Before the launch of the ground war Gary Anderson, a retired marine colonel, played the “red general” — Saddam Hussein — in Pentagon war games. He correctly predicted that the Iraqi leader would leave the open deserts to the American invaders and hunker down in urban strongholds.
The Americans’ high-speed high-tech “shock and awe” military campaign succeeded brilliantly. But Anderson’s predictions of a guerrilla war were not heeded. “The assumption was that the Iraqis would probably go quietly into the night. There was no back-up plan, so we’ve been forced to make it up as we go along,” he said.
The Pentagon is scrambling to make good its error and is putting troops through crash counter-terrorist courses. It wants combat-ready units to have more foreign language speakers and a greater understanding of local cultures.
Some courses are under way at military bases such as Fort Carson in Colorado, where the Third Armored Cavalry Regiment is practising convoy ambushes and mock negotiations with tribal leaders before heading to Iraq in the new year. Other courses have been contracted out to private suppliers.
On the outskirts of Moyock, a roadside strip of a town in North Carolina, business is booming at the highly discreet, heavily guarded headquarters of Blackwater USA. The company supplied Paul Bremer, the former American envoy, with bodyguards in Iraq, and it was Blackwater former special forces employees who were hanged from a bridge in Falluja last spring, an incident that prompted an inconclusive American onslaught on the city’s insurgents.

=======

▸ **TASKS**:
• 1. Retype part of the Iraq war passage, starting at "Some courses are" and ending at "the city’s insurgents.".
• 2. In the Iraq war passage, which unit is practicing convoy ambushes and mock negotiations with tribal leaders at Fort Carson?
• 3. Pick up the passage about Pentagon war planning for Iraq where it stops, and keep writing.

▸ **DATASET EXTRACT**:
=======

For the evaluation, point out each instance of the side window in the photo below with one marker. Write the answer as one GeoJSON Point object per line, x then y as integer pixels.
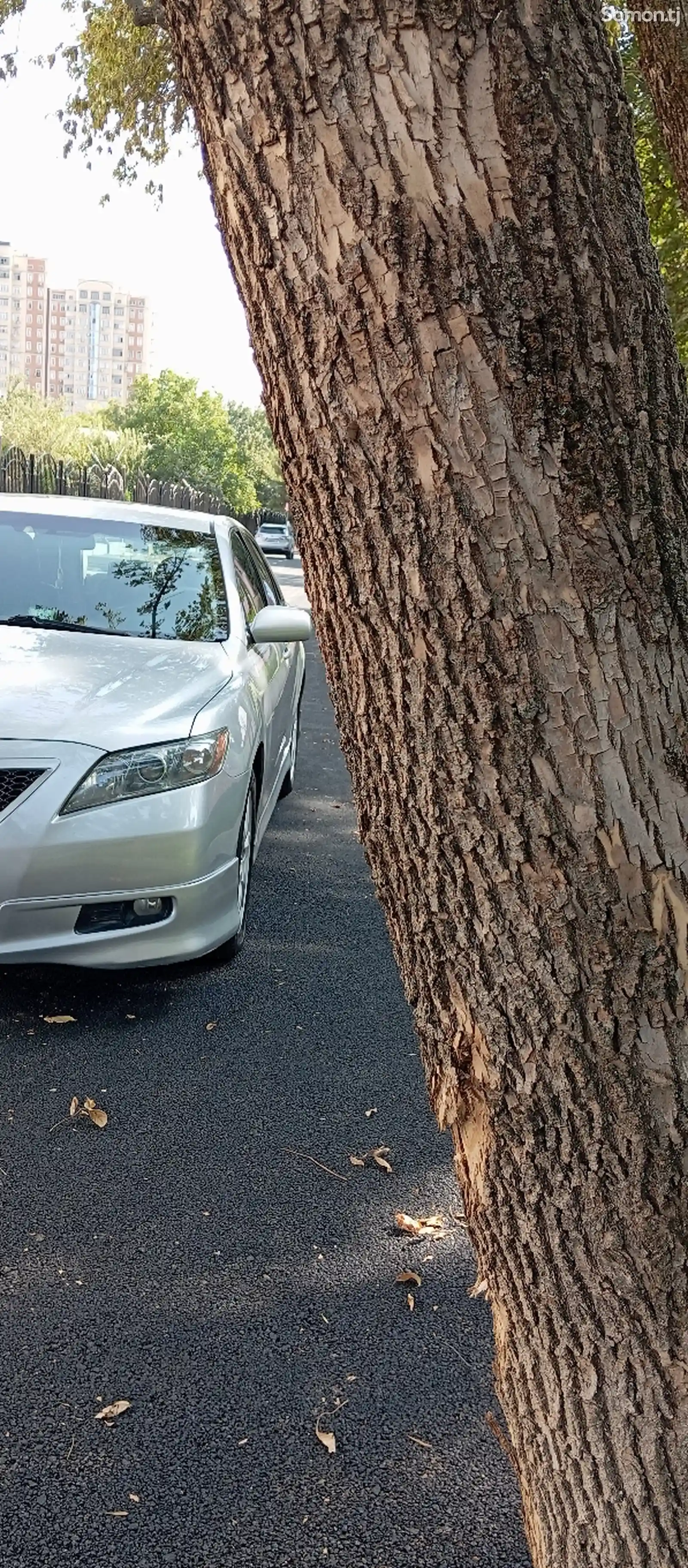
{"type": "Point", "coordinates": [248, 579]}
{"type": "Point", "coordinates": [269, 582]}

=======

▸ **RESPONSES BY TASK**:
• 1.
Some courses are under way at military bases such as Fort Carson in Colorado, where the Third Armored Cavalry Regiment is practising convoy ambushes and mock negotiations with tribal leaders before heading to Iraq in the new year. Other courses have been contracted out to private suppliers.
On the outskirts of Moyock, a roadside strip of a town in North Carolina, business is booming at the highly discreet, heavily guarded headquarters of Blackwater USA. The company supplied Paul Bremer, the former American envoy, with bodyguards in Iraq, and it was Blackwater former special forces employees who were hanged from a bridge in Falluja last spring, an incident that prompted an inconclusive American onslaught on the city’s insurgents.

• 2. The Third Armored Cavalry Regiment.

• 3.
Signs of construction are everywhere on the 6,000-acre site which conceals sizeable mock villages, tactical driving tracks and firing ranges.
In a prefabricated classroom former marine Walter Purdy of the Terrorism Research Center welcomes two dozen marines, military interrogators and a smattering of homeland security operatives to his intensive week-long “mirror-image” jihadist training course.
For a touch of realism, newcomers are supplied with traditional Arab garments and ordered to take off their shoes indoors. “You need to think of yourselves as mujaheddin, holy warriors,” the group is told, “and you aspire to be a shahid, a martyr killed in battle.”
In Ali G accents, the trainees learn to call out Allahu Akbar (God is most great) and Alhamdu Lillah (praise be to God). They are given a Penguin Classics translation of the Koran and an Islamic prayer mat and are shown how to pray.
“One reason you are strong is that the infidels go to church only on Sunday, but you kneel and reflect your submission to God five times a day,” Purdy told them in character.
“We don’t have nuclear weapons, but we have you and you are more powerful than the weapons of the Jewish dogs and infidel crusaders.”